■ What is being asked:
Answer these questions from the Scikit-Learn introduction below.
(a) Which library is Scikit-learn built over?
(b) What does the Fisher-Iris dataset record?
(c) During which years were the images in the Olivetti faces dataset taken?

■ Document excerpt:
==========

Introduction to Scikit-Learn in Machine Learning

Everyone wants a solution, and reinventing the wheels is never a better choice. So, we slightly change the existing algorithms and build solutions using them. That’s where ML Frameworks come into the picture, and Scikit-Learn is one of them. 

What is Scikit-Learn?

Scikit-learn is a free machine learning framework available in Python, providing an interface for supervised and unsupervised learning. Its free nature makes it more popular and accessible. It is built over the SciPy library and provides every feature catering to every ML requirement. We will be using Scikit-learn for demonstrating and analyzing different models in our curriculum. So, this blog is to help us familiarize ourselves with the essential things we should know in this.

Note: Scikit-learn has many tools and features, but we will prioritize specific features per our requirements. For installation-related instructions, we can refer to the make system AI-enabled blog.

Scikit-learn capabilities

Key concepts covered in this blog

  • Dummy Data Availability
  • Pre-processing Modules
  • Feature Engineering Modules
  • Model Building Modules
  • Model Evaluation Modules
  • Complete Pipeline Creation Modules.

So, let’s start with Data availability.

Data Availability

Data is the heart of machine learning, and data and the purpose of using ML are indeed user-specific. Still, learning Machine Learning has a lot to do with understanding model behavior on different datasets. Data collection, cleaning, and labeling are expensive processes. But if that were the case, it would have become a hurdle for many beginners as they might not have the data.

To begin the journey in Machine Learning, the Scikit-learn library provides a large set of datasets that are freely available as support and can be directly imported. There are different classes of the dataset, and one of them is the toy class. Some of the standard ones in this class are:

  • Fisher-Iris dataset: This is the most common dataset where Sepal/Petal length/width is recorded for three flower species.

Scikit-learn's Iris dataset visualization

  • Hand-digit recognition: Image dataset of the handwritten digits.

Scikit-learn's Handwritten digit recognition dataset

  • The breast cancer dataset: A dataset where the presence of malignant or benign types of cells is marked as per different features. 

Scikit-learn's breast cancer dataset

  • The wine recognition dataset: A dataset where the quality of wine is marked according to different attributes.

Refer here to check out all the datasets in this category. Apart from the toy dataset, there are some real-world datasets incorporated in this library which comprise:

  • Olivetti faces dataset from AT&T: Dataset containing face images taken in 1992–1994.

==========

■ Information:
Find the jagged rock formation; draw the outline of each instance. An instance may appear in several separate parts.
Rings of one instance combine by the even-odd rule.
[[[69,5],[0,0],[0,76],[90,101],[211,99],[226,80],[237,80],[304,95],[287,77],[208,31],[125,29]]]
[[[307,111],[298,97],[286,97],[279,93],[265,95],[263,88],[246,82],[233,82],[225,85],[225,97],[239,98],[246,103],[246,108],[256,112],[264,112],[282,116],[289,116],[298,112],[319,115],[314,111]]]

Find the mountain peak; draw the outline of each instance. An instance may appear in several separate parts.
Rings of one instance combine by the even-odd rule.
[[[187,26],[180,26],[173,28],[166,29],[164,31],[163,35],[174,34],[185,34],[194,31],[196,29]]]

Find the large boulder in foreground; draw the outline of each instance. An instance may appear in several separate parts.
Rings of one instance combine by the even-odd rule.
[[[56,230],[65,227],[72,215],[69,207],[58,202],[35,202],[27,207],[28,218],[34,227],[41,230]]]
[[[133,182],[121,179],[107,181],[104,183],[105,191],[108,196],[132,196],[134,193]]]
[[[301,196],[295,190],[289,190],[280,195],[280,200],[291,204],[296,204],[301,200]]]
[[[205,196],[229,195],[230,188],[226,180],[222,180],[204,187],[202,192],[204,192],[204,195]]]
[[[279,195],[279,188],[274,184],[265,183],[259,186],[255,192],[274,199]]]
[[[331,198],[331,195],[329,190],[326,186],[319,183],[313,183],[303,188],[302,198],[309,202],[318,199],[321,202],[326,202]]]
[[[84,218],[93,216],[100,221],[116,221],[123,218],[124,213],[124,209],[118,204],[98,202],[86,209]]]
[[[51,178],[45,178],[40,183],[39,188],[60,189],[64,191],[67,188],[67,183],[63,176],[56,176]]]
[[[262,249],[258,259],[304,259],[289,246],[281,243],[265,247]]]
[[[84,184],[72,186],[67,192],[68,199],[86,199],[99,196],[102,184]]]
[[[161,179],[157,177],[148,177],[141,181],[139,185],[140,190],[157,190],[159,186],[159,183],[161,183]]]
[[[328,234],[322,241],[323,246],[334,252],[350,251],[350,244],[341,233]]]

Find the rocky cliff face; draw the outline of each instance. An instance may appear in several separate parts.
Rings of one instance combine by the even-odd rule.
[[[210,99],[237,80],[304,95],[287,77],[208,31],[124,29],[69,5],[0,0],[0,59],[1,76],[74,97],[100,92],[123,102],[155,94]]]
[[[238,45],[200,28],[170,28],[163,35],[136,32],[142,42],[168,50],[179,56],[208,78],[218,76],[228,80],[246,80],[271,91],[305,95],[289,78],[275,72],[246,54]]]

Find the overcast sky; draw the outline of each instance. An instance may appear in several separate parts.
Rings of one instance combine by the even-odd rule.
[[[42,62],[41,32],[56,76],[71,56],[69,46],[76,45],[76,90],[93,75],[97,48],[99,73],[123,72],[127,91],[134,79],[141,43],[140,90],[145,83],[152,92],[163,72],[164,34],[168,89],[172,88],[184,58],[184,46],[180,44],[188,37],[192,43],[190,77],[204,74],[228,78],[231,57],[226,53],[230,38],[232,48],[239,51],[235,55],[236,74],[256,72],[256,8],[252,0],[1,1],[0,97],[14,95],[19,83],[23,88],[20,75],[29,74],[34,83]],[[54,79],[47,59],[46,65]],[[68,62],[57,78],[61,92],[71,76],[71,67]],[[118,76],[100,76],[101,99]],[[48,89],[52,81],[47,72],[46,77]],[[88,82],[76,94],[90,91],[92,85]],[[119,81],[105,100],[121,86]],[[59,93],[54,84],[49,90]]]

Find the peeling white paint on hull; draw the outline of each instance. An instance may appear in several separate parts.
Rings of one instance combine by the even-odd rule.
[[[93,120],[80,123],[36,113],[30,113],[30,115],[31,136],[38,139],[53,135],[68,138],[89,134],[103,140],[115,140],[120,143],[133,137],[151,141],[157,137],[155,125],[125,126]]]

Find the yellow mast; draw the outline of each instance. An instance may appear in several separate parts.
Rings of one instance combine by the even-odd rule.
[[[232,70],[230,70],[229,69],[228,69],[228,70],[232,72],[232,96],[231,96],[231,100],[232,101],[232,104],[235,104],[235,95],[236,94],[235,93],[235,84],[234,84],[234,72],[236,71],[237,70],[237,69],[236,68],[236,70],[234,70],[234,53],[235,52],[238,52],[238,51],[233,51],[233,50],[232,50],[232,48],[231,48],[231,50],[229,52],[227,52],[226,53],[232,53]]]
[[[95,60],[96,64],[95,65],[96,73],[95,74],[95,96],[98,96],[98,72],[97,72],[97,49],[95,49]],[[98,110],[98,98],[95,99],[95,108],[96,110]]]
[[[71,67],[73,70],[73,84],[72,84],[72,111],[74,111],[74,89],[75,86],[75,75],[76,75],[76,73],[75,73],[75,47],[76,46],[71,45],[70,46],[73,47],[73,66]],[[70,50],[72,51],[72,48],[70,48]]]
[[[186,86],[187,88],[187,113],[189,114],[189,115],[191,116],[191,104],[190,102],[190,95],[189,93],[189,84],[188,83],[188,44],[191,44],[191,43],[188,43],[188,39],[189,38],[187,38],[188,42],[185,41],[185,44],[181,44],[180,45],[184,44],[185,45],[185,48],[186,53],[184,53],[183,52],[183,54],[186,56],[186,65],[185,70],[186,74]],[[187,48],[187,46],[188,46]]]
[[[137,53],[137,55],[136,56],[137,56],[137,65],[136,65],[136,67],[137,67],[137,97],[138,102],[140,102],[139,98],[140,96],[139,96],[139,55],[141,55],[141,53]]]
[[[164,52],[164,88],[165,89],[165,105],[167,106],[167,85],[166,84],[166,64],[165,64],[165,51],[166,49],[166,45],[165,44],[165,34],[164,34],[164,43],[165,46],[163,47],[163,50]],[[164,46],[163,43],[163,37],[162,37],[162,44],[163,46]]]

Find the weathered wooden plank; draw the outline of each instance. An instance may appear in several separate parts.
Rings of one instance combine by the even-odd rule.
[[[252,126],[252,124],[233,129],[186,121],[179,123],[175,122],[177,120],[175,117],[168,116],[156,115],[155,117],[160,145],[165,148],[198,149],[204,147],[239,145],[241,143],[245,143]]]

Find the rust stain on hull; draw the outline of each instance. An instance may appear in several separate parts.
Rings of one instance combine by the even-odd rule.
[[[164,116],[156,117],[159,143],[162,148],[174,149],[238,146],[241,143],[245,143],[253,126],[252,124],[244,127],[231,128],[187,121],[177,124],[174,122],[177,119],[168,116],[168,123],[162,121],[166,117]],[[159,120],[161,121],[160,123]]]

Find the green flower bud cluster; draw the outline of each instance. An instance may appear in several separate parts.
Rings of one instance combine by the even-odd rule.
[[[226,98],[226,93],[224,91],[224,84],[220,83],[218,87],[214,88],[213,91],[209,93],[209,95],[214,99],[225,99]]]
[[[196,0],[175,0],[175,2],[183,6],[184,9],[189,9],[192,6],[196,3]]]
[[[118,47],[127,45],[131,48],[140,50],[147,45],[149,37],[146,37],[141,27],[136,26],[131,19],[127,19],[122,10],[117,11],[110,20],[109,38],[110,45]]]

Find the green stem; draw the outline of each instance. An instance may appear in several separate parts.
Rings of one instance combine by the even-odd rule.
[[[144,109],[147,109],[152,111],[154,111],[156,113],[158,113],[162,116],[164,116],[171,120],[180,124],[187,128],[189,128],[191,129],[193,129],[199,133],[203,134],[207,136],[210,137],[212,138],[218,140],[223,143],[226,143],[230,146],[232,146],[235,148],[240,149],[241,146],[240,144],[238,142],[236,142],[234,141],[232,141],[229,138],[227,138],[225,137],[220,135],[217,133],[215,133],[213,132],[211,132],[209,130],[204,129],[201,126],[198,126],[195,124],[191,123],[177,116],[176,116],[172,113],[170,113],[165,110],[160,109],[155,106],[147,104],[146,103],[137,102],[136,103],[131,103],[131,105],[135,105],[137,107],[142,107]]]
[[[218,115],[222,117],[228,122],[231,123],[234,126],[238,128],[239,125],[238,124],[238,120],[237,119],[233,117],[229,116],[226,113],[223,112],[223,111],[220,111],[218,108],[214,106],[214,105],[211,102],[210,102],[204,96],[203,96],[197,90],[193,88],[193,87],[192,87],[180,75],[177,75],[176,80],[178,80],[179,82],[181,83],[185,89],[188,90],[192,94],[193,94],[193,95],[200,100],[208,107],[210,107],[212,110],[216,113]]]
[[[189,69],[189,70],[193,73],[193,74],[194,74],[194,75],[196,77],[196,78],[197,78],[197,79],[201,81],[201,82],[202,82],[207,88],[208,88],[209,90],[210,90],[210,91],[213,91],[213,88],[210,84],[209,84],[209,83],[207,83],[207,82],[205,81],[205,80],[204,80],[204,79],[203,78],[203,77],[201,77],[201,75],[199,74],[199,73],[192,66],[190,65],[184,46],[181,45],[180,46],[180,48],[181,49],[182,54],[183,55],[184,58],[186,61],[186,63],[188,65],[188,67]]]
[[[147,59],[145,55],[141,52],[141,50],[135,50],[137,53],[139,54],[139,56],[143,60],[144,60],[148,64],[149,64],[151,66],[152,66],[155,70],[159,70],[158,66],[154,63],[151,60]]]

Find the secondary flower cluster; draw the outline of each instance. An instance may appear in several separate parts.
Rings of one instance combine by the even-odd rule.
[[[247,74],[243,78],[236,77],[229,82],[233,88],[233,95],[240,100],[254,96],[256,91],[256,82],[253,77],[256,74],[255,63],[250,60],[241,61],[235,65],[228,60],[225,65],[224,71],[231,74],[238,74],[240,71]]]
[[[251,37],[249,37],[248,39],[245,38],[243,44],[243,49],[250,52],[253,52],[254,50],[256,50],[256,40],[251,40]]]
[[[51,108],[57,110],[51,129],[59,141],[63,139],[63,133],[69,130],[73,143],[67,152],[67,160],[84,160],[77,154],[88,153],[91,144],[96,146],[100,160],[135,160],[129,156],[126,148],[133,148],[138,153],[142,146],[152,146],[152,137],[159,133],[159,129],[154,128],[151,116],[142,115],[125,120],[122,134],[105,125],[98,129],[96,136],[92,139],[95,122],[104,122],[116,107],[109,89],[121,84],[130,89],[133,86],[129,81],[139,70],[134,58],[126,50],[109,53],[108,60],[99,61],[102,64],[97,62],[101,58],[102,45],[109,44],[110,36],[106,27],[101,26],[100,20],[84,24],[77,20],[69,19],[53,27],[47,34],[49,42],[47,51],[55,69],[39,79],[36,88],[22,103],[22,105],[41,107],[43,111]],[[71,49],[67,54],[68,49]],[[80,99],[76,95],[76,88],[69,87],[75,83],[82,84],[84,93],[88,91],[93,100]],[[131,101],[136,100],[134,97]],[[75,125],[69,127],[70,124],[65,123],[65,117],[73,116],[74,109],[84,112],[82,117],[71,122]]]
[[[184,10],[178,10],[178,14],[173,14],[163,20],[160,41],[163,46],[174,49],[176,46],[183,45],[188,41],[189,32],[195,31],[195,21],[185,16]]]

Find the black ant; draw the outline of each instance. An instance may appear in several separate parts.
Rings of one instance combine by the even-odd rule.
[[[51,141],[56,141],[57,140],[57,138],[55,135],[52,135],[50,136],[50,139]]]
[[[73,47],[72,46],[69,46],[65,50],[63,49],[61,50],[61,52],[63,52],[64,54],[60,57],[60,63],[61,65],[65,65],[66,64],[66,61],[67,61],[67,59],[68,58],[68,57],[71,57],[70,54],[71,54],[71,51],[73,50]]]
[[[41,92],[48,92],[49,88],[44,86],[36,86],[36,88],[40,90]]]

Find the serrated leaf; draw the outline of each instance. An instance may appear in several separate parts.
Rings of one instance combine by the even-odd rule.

==========

■ Result of this task:
(a) SciPy.
(b) Sepal and petal length and width for three flower species.
(c) 1992–1994.